Selection:
++++

Context Entity Recall#

Measures the recall of entities in the retrieved contexts compared to entities in the reference.

  • Score name: context_entity_recall

  • Score range: 0 to 1, with higher scores indicating better entity coverage.

Data Format#

{
  "retrieved_contexts": ["Paris is the capital and largest city of France."],
  "reference": "Paris is the capital of France."
}
result = client.evaluation.metrics.evaluate(
    metric=ContextEntityRecallMetricParam(
        type="context_entity_recall",
        judge_model=ModelParam(
            url="https://integrate.api.nvidia.com/v1/chat/completions",
            name="meta/llama-3.1-70b-instruct",
            api_key_secret="nvidia-api-key",
        ),
    ),
    dataset=DatasetRowsParam(
        rows=[{
            "retrieved_contexts": ["Paris is the capital and largest city of France."],
            "reference": "Paris is the capital of France.",
        }]
    ),
)

for score in result.aggregate_scores:
    print(f"{score.name}: mean={score.mean}")
# Create the metric entity
client.evaluation.metrics.create(
    name="my-context-entity-recall",
    type="context_entity_recall",
    judge_model=ModelParam(
        url="https://integrate.api.nvidia.com/v1/chat/completions",
        name="meta/llama-3.1-70b-instruct",
        api_key_secret="nvidia-api-key",
    )

++++

Dataset rows:
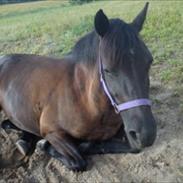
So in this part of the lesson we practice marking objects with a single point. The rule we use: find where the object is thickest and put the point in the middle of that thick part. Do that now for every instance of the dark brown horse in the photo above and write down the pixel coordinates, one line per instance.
(68, 101)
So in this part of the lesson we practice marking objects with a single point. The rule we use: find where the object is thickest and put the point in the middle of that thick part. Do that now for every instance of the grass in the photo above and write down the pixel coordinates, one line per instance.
(52, 28)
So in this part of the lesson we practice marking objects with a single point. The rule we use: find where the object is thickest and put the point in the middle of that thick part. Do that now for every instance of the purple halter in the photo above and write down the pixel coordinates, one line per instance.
(123, 106)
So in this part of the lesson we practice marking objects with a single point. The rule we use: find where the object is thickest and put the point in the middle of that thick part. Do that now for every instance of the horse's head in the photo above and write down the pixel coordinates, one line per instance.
(125, 66)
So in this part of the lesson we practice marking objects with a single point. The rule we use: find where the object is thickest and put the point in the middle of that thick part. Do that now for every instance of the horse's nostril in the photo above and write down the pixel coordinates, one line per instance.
(133, 135)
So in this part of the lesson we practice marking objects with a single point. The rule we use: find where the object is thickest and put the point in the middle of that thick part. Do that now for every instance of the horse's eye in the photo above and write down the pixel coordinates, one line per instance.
(107, 71)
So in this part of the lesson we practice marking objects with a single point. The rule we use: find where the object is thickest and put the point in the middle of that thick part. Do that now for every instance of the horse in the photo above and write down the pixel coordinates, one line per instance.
(79, 103)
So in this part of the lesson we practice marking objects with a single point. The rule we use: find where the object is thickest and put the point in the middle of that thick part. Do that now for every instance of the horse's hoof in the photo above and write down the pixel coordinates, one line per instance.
(42, 144)
(22, 146)
(77, 166)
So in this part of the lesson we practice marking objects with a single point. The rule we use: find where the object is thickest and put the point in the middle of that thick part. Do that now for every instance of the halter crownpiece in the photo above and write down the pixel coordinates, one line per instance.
(123, 106)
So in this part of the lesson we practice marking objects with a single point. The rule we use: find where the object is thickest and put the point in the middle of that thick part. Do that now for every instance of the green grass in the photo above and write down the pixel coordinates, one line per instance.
(52, 28)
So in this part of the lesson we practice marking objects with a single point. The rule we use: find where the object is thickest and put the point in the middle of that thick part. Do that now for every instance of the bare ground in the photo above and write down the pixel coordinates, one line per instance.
(163, 162)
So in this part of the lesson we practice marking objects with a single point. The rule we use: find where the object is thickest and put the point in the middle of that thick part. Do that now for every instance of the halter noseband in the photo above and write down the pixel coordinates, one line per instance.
(123, 106)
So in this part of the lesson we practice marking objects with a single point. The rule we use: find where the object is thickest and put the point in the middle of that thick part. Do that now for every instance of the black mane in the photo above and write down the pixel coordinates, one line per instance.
(120, 37)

++++

Exercise aim:
Continue the entity recall documentation from the point where it stops. The rows come from a different source than the entity recall documentation.

Expected output:
)

# Create the offline evaluation job (dataset must include response)
job = client.evaluation.metric_jobs.create(
    spec=MetricOfflineJobParam(
        metric="my-workspace/my-context-entity-recall",
        dataset="my-workspace/rag-dataset",
        params=EvaluationJobParamsParam(parallelism=16)
    )
)
# Create the metric entity
client.evaluation.metrics.create(
    name="my-context-entity-recall",
    type="context_entity_recall",
    judge_model=ModelParam(
        url="https://integrate.api.nvidia.com/v1/chat/completions",
        name="meta/llama-3.1-70b-instruct",
        api_key_secret="nvidia-api-key",
    )
)

# Create the online evaluation job (response will be generated automatically)
job = client.evaluation.metric_jobs.create(
    spec=MetricOnlineJobParam(
        metric="my-workspace/my-context-entity-recall",
        model=ModelParam(  # Generation model
            url="https://integrate.api.nvidia.com/v1/chat/completions",
            name="nvidia/llama-3.3-nemotron-super-49b-v1",
            api_key_secret="nvidia-api-key",
        ),
        prompt_template={  # Can include RAG context variables
            "messages": [{
                "role": "user",
                "content": "Context:\n{{ retrieved_contexts | join('\n\n') }}\n\nQuestion: {{ user_input }}\n\nAnswer:"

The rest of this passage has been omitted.